[[ Data section, beginning ]]

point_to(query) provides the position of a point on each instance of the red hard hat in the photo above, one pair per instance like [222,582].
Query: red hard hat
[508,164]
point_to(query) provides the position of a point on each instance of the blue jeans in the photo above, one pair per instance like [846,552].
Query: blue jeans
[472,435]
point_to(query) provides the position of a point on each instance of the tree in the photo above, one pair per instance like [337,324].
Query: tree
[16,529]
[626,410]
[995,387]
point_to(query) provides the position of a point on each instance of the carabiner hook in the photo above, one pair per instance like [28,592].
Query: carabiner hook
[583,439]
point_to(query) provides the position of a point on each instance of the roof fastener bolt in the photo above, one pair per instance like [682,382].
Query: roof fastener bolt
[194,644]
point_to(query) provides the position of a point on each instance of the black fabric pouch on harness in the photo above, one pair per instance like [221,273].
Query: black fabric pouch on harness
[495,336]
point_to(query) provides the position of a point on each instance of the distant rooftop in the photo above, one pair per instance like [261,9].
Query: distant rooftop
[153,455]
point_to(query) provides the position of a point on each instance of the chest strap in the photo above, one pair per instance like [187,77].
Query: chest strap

[[ Data section, end ]]

— Try it —
Copy out each line in the preceding records that contains "chest".

— Exercise solution —
point_to(query) provides the position of a point on each instance of the chest strap in the photo above, one pair per instance like [187,77].
Query: chest strap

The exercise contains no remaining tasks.